Document passage:
-- Begin --
Content and Methods of Instruction Make the Difference

The Writing & Spelling Road to Reading & Thinking presents a practical, step-by-step, full language
arts instruction which integrates all the language arts “strands”.
• LISTENING, SPEAKING, INITIAL LETTER FORMATION & PENMANSHIP
• “EXPLICIT” PHONETICS
• CORRECT SPELLING WITH 47 RULES OF SPELLING, PLURALS & SYLLABICATION
• COMPOSITION, READING & COMPREHENSION
• VOCABULARY DEVELOPMENT
• GRAMMAR & SYNTAX
• ANALYTICAL & INFERENTIAL THINKING
• COGNITIVE DEVELOPMENT IN THE AUDITORY, VISUAL, VERBAL AND MOTOR AREAS OF THE BRAIN

How quickly can young students learn? At what ages? How much can they learn? What is developmentally appropriate practice for the young? Do they need teacher directed instruction and practice, or to be encouraged to wander about a classroom from one workstation to another to “discover” all they need to know about written language, which would then permit them to pursue any area of study?

We believe that the first step is to set clear language goals and then to help children achieve them. Our goal in early English instruction is to enable beginning students to turn their comprehensible, oral vocabularies (between 4,000 and 24,000 words according to researchers Chall, Seashore and Flesch) into print as quickly as possible. This, in turn, enables them to read and write at their interest levels.
-- End --
Task a:
In the passage on language arts instruction, how large are beginning students' oral vocabularies?
The text and the records come from separate, unrelated sources.

Recorded data:
-- Begin --
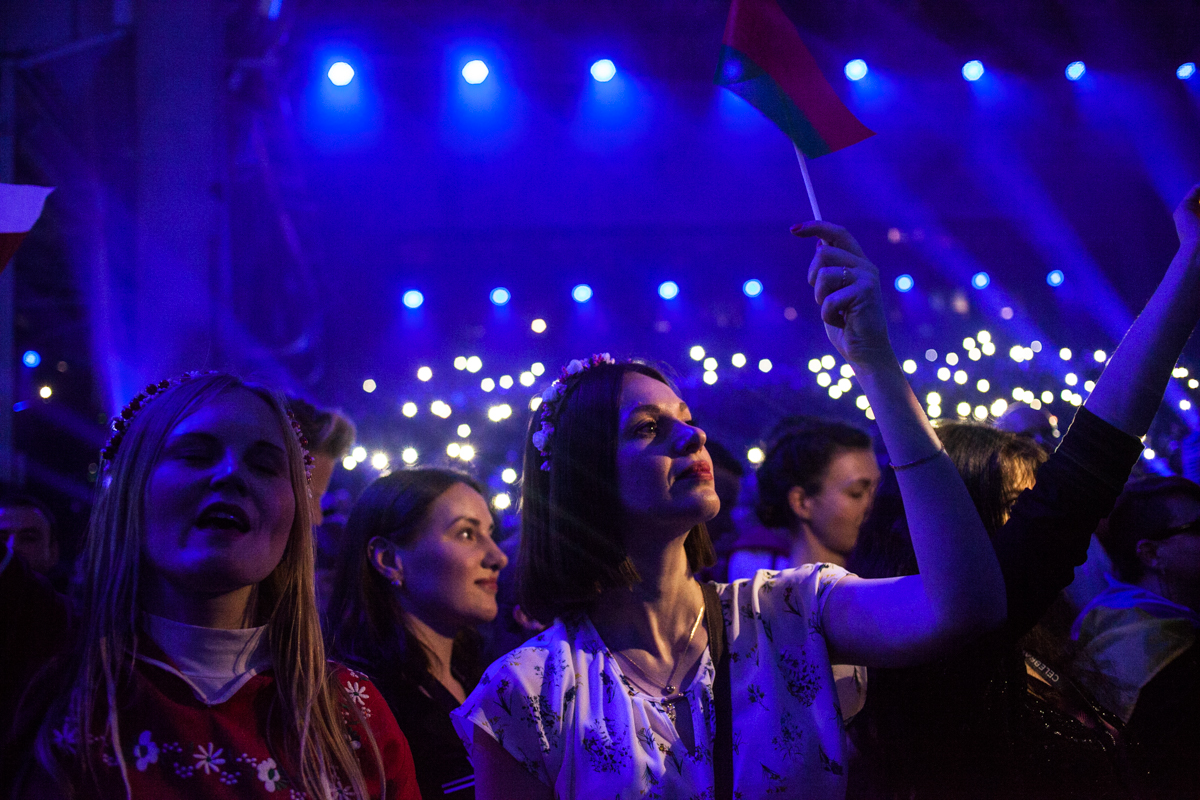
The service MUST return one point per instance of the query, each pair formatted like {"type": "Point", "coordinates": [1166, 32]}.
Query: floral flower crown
{"type": "Point", "coordinates": [550, 402]}
{"type": "Point", "coordinates": [123, 421]}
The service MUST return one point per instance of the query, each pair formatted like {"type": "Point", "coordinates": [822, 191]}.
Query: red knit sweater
{"type": "Point", "coordinates": [175, 746]}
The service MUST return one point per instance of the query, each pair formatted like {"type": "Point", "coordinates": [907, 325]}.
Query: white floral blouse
{"type": "Point", "coordinates": [561, 705]}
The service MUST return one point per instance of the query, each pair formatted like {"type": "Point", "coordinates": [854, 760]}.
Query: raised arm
{"type": "Point", "coordinates": [960, 590]}
{"type": "Point", "coordinates": [1053, 523]}
{"type": "Point", "coordinates": [1131, 389]}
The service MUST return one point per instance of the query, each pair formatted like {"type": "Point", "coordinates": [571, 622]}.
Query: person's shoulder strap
{"type": "Point", "coordinates": [723, 741]}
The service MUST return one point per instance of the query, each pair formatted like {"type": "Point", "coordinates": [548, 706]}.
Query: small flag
{"type": "Point", "coordinates": [19, 209]}
{"type": "Point", "coordinates": [765, 61]}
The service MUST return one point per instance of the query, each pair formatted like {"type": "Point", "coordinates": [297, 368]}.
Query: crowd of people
{"type": "Point", "coordinates": [907, 632]}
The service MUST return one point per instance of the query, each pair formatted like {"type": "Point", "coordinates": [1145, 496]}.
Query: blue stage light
{"type": "Point", "coordinates": [856, 70]}
{"type": "Point", "coordinates": [604, 70]}
{"type": "Point", "coordinates": [341, 73]}
{"type": "Point", "coordinates": [474, 72]}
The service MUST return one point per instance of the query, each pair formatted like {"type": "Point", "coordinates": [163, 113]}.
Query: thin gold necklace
{"type": "Point", "coordinates": [670, 687]}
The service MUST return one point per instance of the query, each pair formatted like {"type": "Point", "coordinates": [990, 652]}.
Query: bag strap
{"type": "Point", "coordinates": [723, 740]}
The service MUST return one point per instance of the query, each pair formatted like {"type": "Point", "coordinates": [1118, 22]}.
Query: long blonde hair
{"type": "Point", "coordinates": [108, 591]}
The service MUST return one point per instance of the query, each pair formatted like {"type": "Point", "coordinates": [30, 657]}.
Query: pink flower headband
{"type": "Point", "coordinates": [550, 402]}
{"type": "Point", "coordinates": [123, 421]}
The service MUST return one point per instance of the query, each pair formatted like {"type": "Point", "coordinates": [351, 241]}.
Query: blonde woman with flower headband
{"type": "Point", "coordinates": [651, 685]}
{"type": "Point", "coordinates": [199, 669]}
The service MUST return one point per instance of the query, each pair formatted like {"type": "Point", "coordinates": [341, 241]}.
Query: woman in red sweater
{"type": "Point", "coordinates": [199, 669]}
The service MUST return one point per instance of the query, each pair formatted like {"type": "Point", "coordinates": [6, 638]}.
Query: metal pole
{"type": "Point", "coordinates": [7, 358]}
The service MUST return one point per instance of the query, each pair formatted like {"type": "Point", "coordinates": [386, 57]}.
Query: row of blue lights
{"type": "Point", "coordinates": [905, 283]}
{"type": "Point", "coordinates": [474, 72]}
{"type": "Point", "coordinates": [581, 294]}
{"type": "Point", "coordinates": [975, 70]}
{"type": "Point", "coordinates": [670, 290]}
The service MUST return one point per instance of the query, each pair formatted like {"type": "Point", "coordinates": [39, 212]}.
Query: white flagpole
{"type": "Point", "coordinates": [808, 182]}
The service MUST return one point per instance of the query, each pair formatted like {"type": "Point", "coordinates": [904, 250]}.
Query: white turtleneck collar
{"type": "Point", "coordinates": [215, 662]}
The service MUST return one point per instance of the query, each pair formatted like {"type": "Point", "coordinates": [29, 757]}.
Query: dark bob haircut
{"type": "Point", "coordinates": [365, 621]}
{"type": "Point", "coordinates": [571, 539]}
{"type": "Point", "coordinates": [798, 453]}
{"type": "Point", "coordinates": [1141, 512]}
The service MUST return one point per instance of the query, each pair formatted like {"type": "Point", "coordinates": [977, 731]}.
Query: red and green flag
{"type": "Point", "coordinates": [765, 62]}
{"type": "Point", "coordinates": [19, 209]}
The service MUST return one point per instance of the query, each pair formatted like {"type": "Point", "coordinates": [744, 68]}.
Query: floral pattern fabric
{"type": "Point", "coordinates": [561, 705]}
{"type": "Point", "coordinates": [180, 747]}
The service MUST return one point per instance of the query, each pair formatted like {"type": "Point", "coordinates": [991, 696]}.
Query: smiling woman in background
{"type": "Point", "coordinates": [418, 573]}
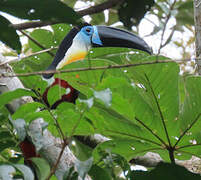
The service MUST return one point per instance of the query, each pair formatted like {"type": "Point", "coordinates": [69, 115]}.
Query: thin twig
{"type": "Point", "coordinates": [187, 129]}
{"type": "Point", "coordinates": [91, 10]}
{"type": "Point", "coordinates": [37, 43]}
{"type": "Point", "coordinates": [57, 124]}
{"type": "Point", "coordinates": [30, 55]}
{"type": "Point", "coordinates": [164, 28]}
{"type": "Point", "coordinates": [146, 127]}
{"type": "Point", "coordinates": [2, 75]}
{"type": "Point", "coordinates": [54, 168]}
{"type": "Point", "coordinates": [186, 146]}
{"type": "Point", "coordinates": [159, 109]}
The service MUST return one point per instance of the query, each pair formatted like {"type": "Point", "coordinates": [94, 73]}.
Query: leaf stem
{"type": "Point", "coordinates": [154, 134]}
{"type": "Point", "coordinates": [159, 109]}
{"type": "Point", "coordinates": [187, 129]}
{"type": "Point", "coordinates": [135, 137]}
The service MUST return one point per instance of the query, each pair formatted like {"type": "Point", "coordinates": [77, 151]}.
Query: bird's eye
{"type": "Point", "coordinates": [88, 30]}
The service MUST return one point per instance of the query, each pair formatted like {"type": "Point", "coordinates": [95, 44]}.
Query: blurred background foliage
{"type": "Point", "coordinates": [124, 101]}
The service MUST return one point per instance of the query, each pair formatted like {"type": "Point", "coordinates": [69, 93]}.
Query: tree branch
{"type": "Point", "coordinates": [83, 69]}
{"type": "Point", "coordinates": [37, 43]}
{"type": "Point", "coordinates": [91, 10]}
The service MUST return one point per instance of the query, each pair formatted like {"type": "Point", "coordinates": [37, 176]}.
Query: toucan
{"type": "Point", "coordinates": [79, 40]}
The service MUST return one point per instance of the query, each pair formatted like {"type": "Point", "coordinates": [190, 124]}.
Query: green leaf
{"type": "Point", "coordinates": [7, 144]}
{"type": "Point", "coordinates": [55, 93]}
{"type": "Point", "coordinates": [35, 10]}
{"type": "Point", "coordinates": [175, 172]}
{"type": "Point", "coordinates": [71, 120]}
{"type": "Point", "coordinates": [8, 35]}
{"type": "Point", "coordinates": [19, 125]}
{"type": "Point", "coordinates": [131, 12]}
{"type": "Point", "coordinates": [26, 109]}
{"type": "Point", "coordinates": [5, 171]}
{"type": "Point", "coordinates": [127, 148]}
{"type": "Point", "coordinates": [26, 171]}
{"type": "Point", "coordinates": [42, 168]}
{"type": "Point", "coordinates": [99, 173]}
{"type": "Point", "coordinates": [11, 95]}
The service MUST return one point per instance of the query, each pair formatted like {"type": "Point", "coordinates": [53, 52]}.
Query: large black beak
{"type": "Point", "coordinates": [113, 37]}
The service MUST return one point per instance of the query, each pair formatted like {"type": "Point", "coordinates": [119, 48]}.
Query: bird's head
{"type": "Point", "coordinates": [79, 40]}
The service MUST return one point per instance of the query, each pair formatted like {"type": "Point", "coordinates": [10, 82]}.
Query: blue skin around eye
{"type": "Point", "coordinates": [91, 36]}
{"type": "Point", "coordinates": [95, 37]}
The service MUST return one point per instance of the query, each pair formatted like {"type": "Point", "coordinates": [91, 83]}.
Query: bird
{"type": "Point", "coordinates": [81, 39]}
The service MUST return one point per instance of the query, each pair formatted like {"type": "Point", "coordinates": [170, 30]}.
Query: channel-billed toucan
{"type": "Point", "coordinates": [79, 40]}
-- End --
Task b:
Gather each line of the records in which the word "woman" appears.

Exercise result a:
Between 4,000 and 24,000 words, according to researchers Chall, Seashore and Flesch.

Exercise result b:
Query: blonde woman with flower headband
Query: woman in red sweater
Query: smiling woman in background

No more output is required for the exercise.